**Your objective**: Restate word for word the lines of the material below, from the line with "Q: What region does the pigeon beak" to the line with "Q: What region does the small", both lines included, and no others.

**Recorded data**:
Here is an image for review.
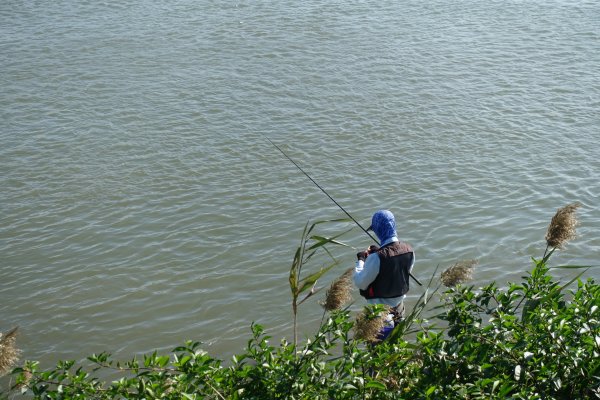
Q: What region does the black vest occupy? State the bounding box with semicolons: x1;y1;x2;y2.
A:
359;241;414;299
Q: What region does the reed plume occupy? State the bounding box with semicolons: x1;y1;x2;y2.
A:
441;260;477;288
354;306;389;343
545;203;580;249
321;268;353;312
0;327;20;377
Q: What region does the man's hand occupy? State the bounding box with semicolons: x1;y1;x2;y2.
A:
356;250;369;261
357;245;379;261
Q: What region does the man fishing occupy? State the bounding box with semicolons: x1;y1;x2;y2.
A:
264;135;421;300
353;210;415;340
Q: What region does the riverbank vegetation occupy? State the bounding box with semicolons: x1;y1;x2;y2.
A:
2;203;599;399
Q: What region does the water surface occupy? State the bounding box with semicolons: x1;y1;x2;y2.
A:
1;0;599;367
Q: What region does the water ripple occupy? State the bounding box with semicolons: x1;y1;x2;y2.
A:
1;0;599;367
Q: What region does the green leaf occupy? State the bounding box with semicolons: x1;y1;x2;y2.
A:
558;269;588;291
426;385;436;396
178;355;192;366
307;231;351;251
303;249;319;264
521;298;541;323
298;286;325;306
157;355;170;367
365;381;386;390
541;247;556;264
550;264;598;269
492;380;500;394
498;383;515;397
307;236;340;250
309;218;351;230
289;247;302;295
298;262;338;293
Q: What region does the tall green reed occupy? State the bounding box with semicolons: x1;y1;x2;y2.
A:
288;218;351;347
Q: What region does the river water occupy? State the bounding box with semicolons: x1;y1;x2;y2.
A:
1;0;599;369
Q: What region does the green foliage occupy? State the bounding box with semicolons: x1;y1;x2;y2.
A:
425;258;599;399
3;218;600;399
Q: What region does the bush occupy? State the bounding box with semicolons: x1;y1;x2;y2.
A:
4;263;599;399
418;261;599;399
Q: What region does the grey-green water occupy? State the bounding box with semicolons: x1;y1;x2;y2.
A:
1;0;599;369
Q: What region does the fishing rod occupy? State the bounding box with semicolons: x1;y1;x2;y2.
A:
265;136;422;287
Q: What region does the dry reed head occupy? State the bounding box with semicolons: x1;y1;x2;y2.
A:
545;203;580;249
0;327;20;377
441;260;477;288
321;268;353;311
354;306;389;343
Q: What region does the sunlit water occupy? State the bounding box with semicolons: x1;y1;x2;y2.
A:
1;0;599;372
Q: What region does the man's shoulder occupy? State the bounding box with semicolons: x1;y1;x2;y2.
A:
378;241;413;256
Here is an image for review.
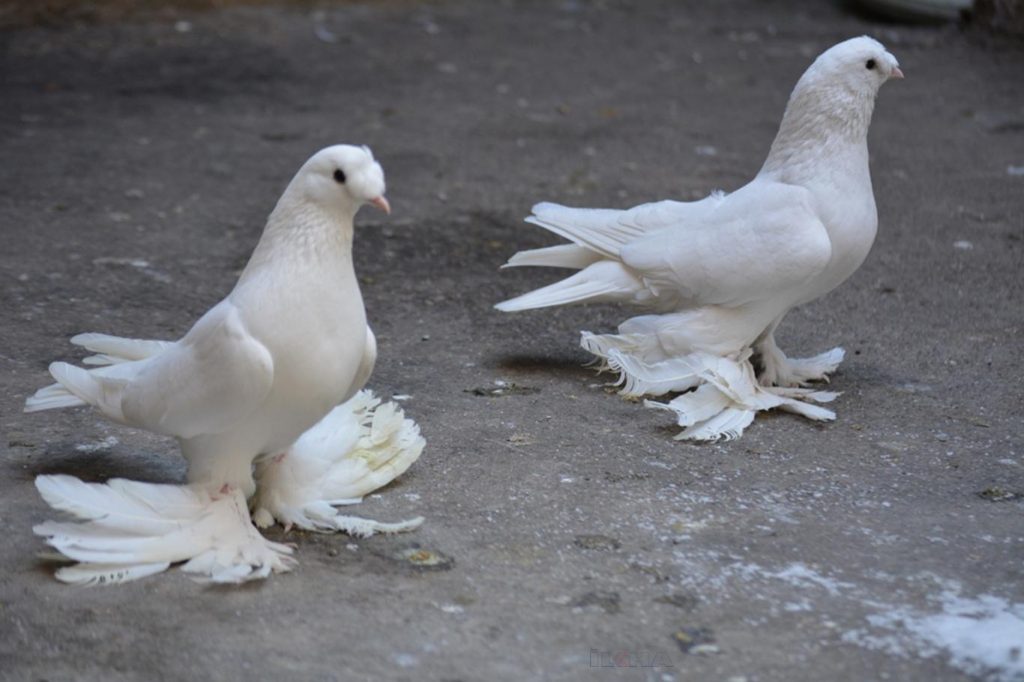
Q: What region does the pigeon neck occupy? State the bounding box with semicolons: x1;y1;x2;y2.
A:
759;73;875;183
243;197;355;274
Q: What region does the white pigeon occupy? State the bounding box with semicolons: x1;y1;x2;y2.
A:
25;144;424;584
496;37;902;441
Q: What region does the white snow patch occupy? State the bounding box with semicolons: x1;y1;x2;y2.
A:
845;589;1024;681
75;436;119;453
731;561;854;596
391;653;418;668
783;599;814;612
769;562;853;596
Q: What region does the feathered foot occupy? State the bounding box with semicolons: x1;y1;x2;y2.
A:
757;344;845;388
581;331;700;396
34;475;294;585
644;352;839;441
251;391;425;536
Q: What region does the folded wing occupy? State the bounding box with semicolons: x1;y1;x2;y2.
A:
620;181;832;307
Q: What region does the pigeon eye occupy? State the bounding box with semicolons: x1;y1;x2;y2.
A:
865;59;876;70
333;169;346;184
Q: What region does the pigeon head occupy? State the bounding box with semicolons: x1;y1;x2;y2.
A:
297;144;390;216
762;36;901;172
809;36;903;95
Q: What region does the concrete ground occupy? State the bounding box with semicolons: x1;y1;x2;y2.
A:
1;1;1022;680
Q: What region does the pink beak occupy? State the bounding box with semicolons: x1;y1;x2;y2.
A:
890;66;905;80
369;196;391;215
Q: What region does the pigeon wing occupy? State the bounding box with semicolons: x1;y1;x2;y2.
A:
119;301;274;439
619;181;832;307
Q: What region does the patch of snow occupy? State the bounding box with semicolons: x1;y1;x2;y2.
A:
783;599;814;612
75;436;119;453
845;588;1024;681
391;653;418;668
723;561;854;596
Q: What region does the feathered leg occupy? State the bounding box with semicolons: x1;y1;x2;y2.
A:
754;322;844;388
251;391;424;536
34;475;294;585
644;352;840;441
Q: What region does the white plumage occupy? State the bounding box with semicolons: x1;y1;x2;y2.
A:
26;145;424;584
497;37;903;441
252;391;425;535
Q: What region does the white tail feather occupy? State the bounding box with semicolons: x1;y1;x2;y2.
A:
24;385;86;412
503;243;603;270
496;260;645;312
495;276;623;312
71;333;172;364
526;202;644;259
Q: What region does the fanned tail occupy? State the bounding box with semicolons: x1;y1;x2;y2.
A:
24;333;171;414
525;202;644;259
496;201;655;312
34;475;294;585
24;382;87;412
252;390;424;535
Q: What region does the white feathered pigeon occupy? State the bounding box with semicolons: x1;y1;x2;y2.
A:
496;37;903;441
25;145;424;584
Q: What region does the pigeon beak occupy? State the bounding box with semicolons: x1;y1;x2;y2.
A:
890;66;904;80
369;196;391;215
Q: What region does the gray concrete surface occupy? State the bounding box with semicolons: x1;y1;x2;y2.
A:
1;1;1022;680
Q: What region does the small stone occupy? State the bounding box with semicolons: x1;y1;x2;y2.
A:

**Answer space**:
Q: What region does the pigeon beak occupy? State the bounding box with semicolons: x1;y1;x2;y2.
A:
890;66;904;80
369;196;391;215
Q: What region does the gray concrete surface occupy? State the bounding box with semicolons: x1;y1;x2;y2.
A:
1;1;1022;680
Q: What region does the small stone occupy? State the bounding box with semicolons: x1;y1;x2;y2.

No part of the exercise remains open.